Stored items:
········

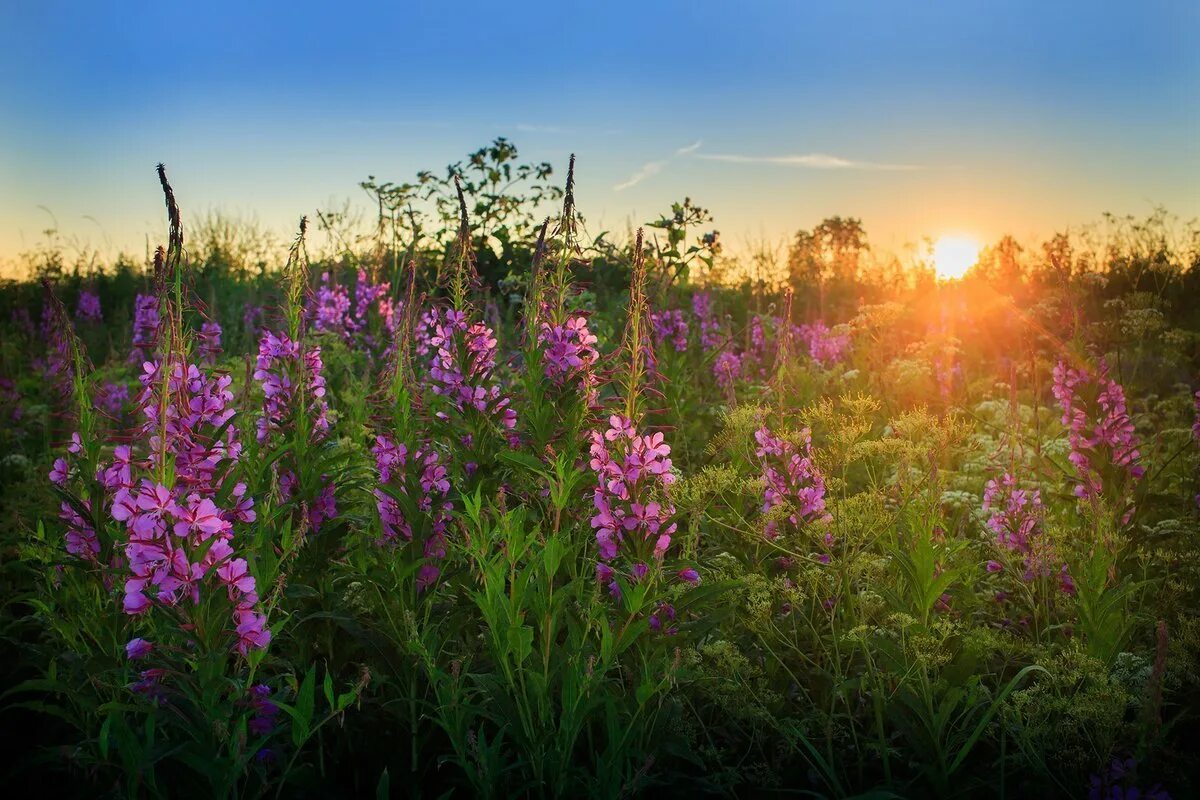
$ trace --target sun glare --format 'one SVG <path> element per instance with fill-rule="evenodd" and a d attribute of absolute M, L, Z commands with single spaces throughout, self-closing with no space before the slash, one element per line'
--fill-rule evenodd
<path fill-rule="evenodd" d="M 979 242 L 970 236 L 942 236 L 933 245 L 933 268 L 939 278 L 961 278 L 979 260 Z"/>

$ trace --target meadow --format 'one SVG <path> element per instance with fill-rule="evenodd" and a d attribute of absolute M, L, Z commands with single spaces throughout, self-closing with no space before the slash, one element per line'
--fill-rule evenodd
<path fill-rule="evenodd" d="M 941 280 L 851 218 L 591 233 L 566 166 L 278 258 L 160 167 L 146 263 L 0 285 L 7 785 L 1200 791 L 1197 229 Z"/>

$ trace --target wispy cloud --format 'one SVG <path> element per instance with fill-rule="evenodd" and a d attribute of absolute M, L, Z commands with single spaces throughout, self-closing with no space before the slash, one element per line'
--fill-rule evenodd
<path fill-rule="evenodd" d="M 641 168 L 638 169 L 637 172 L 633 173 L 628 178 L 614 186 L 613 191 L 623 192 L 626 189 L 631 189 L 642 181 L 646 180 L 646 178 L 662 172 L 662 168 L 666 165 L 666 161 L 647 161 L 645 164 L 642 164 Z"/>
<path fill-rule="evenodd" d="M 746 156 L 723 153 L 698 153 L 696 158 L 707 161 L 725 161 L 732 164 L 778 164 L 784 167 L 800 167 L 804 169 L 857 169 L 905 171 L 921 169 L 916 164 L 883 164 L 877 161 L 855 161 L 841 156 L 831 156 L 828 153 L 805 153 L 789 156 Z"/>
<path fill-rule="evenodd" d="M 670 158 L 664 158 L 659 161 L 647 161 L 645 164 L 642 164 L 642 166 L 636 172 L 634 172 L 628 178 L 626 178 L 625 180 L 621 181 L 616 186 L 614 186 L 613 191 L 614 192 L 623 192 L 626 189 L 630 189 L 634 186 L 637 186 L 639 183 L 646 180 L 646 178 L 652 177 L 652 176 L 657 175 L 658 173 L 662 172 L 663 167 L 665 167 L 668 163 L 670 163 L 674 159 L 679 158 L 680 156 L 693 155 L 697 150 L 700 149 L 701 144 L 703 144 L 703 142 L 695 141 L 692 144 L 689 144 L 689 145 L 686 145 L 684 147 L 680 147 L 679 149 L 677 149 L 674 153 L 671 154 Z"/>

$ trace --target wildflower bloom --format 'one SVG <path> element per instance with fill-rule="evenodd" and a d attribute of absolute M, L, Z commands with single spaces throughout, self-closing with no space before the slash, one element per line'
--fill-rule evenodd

········

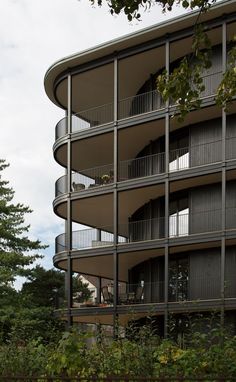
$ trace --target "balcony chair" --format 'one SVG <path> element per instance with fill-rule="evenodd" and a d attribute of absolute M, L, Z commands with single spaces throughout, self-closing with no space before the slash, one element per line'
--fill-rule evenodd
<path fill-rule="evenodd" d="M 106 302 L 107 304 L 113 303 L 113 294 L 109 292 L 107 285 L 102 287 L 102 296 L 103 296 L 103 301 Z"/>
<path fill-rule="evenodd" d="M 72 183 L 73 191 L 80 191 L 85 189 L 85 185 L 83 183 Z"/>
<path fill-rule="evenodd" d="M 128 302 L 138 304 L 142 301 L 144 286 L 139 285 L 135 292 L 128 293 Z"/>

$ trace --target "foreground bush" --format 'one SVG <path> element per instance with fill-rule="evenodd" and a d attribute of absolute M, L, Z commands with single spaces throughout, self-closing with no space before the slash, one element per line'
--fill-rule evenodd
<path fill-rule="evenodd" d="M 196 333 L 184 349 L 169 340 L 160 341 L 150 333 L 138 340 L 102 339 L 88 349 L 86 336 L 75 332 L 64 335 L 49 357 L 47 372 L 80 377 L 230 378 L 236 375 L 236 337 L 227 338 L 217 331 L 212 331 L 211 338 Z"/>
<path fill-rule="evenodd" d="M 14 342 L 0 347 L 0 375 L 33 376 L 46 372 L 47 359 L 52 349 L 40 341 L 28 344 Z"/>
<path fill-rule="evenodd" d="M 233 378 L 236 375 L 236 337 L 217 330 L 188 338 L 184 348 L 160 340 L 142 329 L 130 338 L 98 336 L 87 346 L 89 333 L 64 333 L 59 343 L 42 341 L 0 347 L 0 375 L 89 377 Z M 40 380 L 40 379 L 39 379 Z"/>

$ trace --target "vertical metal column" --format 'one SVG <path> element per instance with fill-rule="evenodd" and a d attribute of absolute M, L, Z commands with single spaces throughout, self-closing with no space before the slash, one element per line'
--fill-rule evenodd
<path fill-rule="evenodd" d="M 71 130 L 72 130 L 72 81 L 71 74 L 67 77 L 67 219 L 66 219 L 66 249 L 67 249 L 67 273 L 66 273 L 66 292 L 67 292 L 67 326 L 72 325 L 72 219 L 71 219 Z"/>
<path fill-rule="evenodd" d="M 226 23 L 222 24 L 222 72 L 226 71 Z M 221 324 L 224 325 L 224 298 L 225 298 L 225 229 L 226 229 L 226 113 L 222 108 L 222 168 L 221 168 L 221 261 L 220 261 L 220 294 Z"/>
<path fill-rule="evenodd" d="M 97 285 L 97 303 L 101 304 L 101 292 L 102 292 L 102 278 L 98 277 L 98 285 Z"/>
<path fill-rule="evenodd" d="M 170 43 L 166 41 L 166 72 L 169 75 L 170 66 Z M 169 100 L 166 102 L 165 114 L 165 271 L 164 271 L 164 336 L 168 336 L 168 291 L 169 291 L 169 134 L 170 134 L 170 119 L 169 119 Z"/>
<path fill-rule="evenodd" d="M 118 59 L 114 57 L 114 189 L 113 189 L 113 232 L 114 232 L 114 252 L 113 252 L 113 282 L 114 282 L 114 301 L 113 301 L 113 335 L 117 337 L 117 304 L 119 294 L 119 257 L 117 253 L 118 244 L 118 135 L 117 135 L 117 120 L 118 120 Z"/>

········

## EXERCISE PROMPT
Search the data above for the word "absolute". Copy each line it is in.

## RESULT BELOW
$ trace --target sun glare --format 'one SVG <path> element per instance with fill-rule="evenodd" and a d attribute of absolute M, L, Z commands with single spaces throughout, self-closing with no space before the slash, one element per line'
$ trace --target meadow --format 'one SVG <path> element per instance with fill-rule="evenodd" and a d attribute of absolute M, L, Z commands with single spaces throughout, self-closing with no space before the slash, one element per line'
$ trace --target wispy cloud --format 'one SVG <path> element per instance with fill-rule="evenodd" and a d attribute of absolute M, L, Z commands with single spaces throughout, self-closing with no space before the slash, one element per line'
$ trace --target wildflower bloom --format 'one SVG <path> element per instance with fill-rule="evenodd" and a d attribute of absolute M, L, Z commands with single spaces throughout, self-closing with no space before the slash, one element per line'
$ trace --target "balcony chair" --format 'one SVG <path> element per instance with fill-rule="evenodd" and a d attribute of absolute M, L, Z commands with single spaces throughout, self-closing with no space before the slash, one element per line'
$ trace --target "foreground bush" --format 'one SVG <path> element per instance with fill-rule="evenodd" and a d attribute of absolute M, L, Z commands with single spaces throughout, self-closing with no space before the slash, one element per line'
$ trace --target "vertical metal column" --format 'one SVG <path> element per instance with fill-rule="evenodd" and a d attribute of absolute M, L, Z commands with single spaces throughout, self-closing with no space before the slash, one element per line'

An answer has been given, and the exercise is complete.